**Exercise objective**
In the biography of Conrad Feger Jackson, turn the paragraph beginning "Jackson was born in Alsace Township" into a short bulleted list of its main facts.

Conrad Feger Jackson (September 11, 1813 - December 13, 1862) was a businessman and soldier from the state of Pennsylvania. He served as a brigadier general in the Union Army during the American Civil War and was killed in action during the Battle of Fredericksburg.

==Early life and career==
Jackson was born in Alsace Township in Berks County, Pennsylvania, to a family of Quakers. His father, Isaac Jackson, despite his religious beliefs, had joined the United States Army during the War of 1812, and died six years later from disease contracted while in the service. After the death of his father, young Jackson moved into the household of an uncle in Chester County and was educated in local Quaker schools. As a young man, he worked in a commission warehouse in Philadelphia, but subsequently resigned to become a conductor on the Philadelphia and Reading Railroad. In 1845, he was appointed by President James K. Polk as a lieutenant in the revenue service, and subsequently was sent to Mexico as the bearer of dispatches to General Winfield Scott during the Mexican-American War.

After the war, Jackson returned to Pennsylvania, settling in Pittsburgh. He was actively involved in a local militia company. In the late 1850s into the following decade, Jackson was a manager of a petroleum oil company in the Kanawha Valley region of western Virginia.

==Civil War==
With the secession of Virginia in early 1861, Jackson immediately resigned his position, returned to Pennsylvania and organized what became the 9th Pennsylvania Reserve Regiment in the Pittsburgh region. Governor Andrew G. Curtin appointed him as its colonel. He served with distinction during the 1862 Peninsula Campaign and was commended for his gallantry and on July 17 promoted to brigadier general in command of the 3rd Brigade of the Pennsylvania Reserves. He subsequently led his brigade during the Northern Virginia Campaign at the Second Battle of Bull Run, and later that summer and autumn in the Maryland Campaign. The General missed the battles of South Mountain and Antietam due to illness.

**Dataset entries**
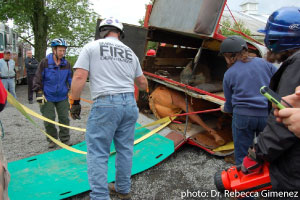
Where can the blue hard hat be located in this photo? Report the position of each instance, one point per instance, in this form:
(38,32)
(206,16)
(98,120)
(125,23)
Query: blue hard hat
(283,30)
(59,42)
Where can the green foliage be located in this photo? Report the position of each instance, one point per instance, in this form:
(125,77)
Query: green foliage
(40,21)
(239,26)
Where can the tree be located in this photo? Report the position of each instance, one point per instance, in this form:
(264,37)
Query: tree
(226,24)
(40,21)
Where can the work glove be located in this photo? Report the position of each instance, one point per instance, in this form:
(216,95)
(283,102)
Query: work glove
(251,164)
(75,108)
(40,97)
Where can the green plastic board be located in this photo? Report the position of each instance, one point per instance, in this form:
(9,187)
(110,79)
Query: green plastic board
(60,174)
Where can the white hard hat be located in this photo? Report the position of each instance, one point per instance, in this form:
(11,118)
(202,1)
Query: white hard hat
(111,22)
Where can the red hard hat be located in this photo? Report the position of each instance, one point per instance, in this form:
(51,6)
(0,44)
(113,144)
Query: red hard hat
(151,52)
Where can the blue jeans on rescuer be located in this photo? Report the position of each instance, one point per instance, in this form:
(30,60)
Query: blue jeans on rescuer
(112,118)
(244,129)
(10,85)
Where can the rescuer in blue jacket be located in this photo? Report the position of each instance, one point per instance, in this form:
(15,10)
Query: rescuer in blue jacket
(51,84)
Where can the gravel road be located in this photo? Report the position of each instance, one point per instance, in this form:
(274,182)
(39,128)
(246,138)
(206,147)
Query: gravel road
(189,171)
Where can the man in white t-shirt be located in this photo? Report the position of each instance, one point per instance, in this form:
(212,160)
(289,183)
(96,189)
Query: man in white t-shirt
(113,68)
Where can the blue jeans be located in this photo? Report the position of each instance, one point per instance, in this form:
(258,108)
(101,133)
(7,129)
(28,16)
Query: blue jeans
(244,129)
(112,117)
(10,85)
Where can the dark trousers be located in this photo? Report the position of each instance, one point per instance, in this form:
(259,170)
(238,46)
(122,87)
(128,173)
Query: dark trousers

...

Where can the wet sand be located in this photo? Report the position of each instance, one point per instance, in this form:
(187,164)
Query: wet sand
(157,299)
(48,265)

---

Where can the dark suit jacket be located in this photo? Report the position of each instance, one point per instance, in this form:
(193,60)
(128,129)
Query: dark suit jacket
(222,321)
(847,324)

**Exercise solution**
- Born in Alsace Township, Berks County, Pennsylvania, to a Quaker family.
- His father, Isaac Jackson, joined the United States Army during the War of 1812 despite his religious beliefs and died six years later of a disease contracted in service.
- He then lived with an uncle in Chester County and attended local Quaker schools.
- He worked in a commission warehouse in Philadelphia, then left to become a conductor on the Philadelphia and Reading Railroad.
- In 1845, President James K. Polk appointed him a lieutenant in the revenue service.
- During the Mexican-American War, he was sent to Mexico to carry dispatches to General Winfield Scott.